Referring expression pointing data:
────
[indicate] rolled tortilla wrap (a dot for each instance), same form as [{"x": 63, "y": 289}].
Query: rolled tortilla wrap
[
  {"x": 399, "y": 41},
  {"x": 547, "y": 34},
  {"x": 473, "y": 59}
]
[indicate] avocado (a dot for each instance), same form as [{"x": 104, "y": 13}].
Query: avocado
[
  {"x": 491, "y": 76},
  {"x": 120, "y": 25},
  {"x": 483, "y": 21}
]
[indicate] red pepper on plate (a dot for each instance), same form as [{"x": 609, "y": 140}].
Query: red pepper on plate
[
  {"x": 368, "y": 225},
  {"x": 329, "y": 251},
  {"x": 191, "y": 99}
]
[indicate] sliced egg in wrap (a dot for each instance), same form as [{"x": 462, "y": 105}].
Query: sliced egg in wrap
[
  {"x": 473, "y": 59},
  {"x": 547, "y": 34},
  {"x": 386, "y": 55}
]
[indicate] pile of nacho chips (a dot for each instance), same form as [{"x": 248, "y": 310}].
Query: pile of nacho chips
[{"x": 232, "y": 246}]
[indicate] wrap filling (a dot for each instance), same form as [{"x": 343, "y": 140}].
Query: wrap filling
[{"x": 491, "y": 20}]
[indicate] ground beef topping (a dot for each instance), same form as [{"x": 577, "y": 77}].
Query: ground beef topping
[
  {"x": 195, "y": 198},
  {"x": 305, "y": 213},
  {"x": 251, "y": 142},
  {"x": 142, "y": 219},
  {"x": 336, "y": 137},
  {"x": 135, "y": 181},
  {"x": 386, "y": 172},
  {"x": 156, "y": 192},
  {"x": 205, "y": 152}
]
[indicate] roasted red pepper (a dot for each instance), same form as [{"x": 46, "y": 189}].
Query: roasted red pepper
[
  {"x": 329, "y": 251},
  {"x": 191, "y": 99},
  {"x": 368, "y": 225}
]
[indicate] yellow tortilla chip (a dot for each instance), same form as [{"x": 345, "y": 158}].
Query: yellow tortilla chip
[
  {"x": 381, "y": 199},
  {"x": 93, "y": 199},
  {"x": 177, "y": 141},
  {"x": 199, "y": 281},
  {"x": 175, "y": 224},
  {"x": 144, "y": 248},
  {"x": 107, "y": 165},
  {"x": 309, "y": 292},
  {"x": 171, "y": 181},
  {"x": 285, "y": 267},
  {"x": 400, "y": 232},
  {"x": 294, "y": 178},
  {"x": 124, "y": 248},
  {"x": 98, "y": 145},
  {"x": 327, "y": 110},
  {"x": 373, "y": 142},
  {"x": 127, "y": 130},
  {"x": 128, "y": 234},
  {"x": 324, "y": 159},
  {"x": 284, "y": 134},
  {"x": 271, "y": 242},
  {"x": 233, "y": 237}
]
────
◆ Action item ◆
In your reply, restate exactly the lines from the start of the records above through the line holding "[indicate] avocado (a", including both, and nothing else.

◆ Task answer ◆
[indicate] rolled tortilla wrap (a dot for each instance), same form as [{"x": 63, "y": 289}].
Query: rolled tortilla wrap
[
  {"x": 399, "y": 41},
  {"x": 547, "y": 34},
  {"x": 473, "y": 59}
]
[indicate] avocado (a dot for each instance), same form as [{"x": 104, "y": 13}].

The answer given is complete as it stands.